### Input rows
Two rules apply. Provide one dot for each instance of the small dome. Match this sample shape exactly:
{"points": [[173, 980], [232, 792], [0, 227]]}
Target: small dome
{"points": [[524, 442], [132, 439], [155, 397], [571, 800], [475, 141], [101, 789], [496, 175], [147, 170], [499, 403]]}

==

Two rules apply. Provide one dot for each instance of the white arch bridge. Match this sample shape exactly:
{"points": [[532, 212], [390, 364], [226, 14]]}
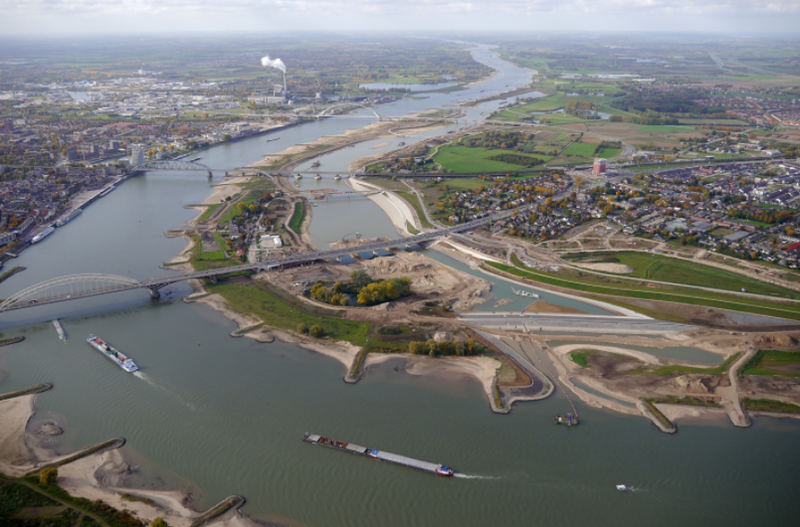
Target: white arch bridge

--

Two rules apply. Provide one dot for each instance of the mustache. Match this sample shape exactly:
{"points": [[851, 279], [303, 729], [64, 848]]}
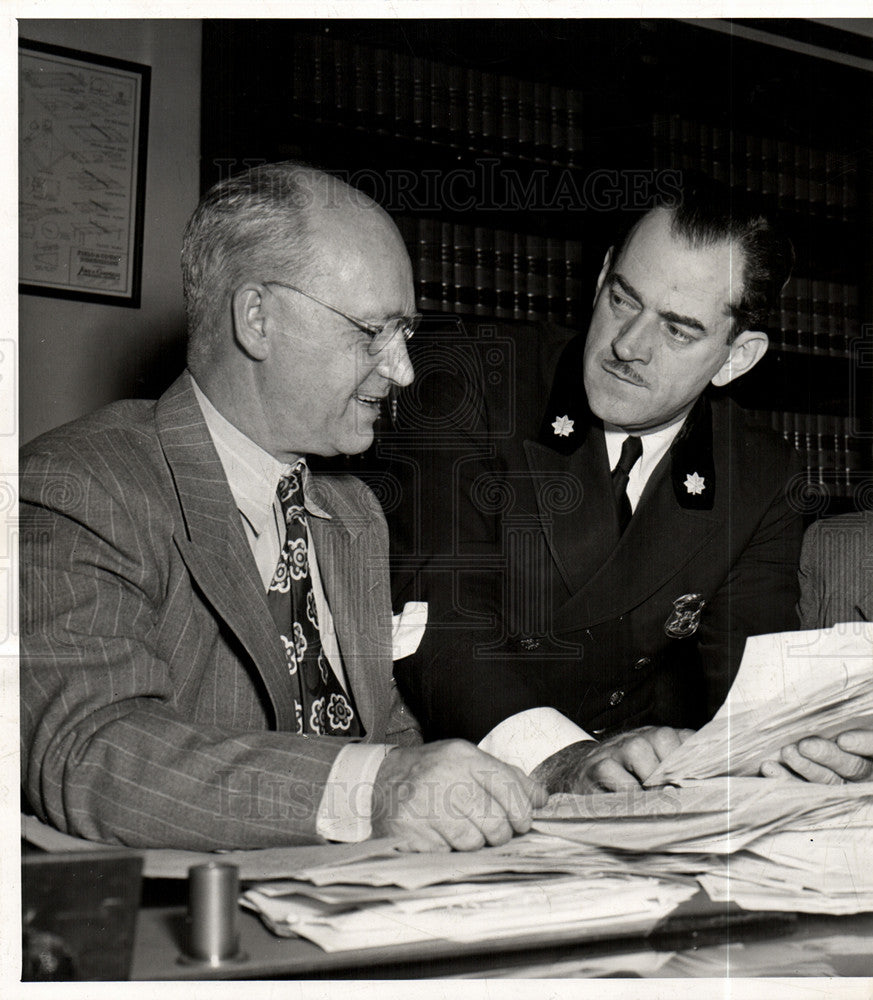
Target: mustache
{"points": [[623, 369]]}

### Your task
Beginning at the line that contains "of the small" and ending after the line that contains "Target: small dome", reproduce those lines from the records with "dot" replaced by "marker" and everything else left unchanged.

### Task response
Two rules apply. Provide one marker for each instance of the small dome. Match this sample shape exactly:
{"points": [[173, 980], [232, 792], [0, 227]]}
Target: small dome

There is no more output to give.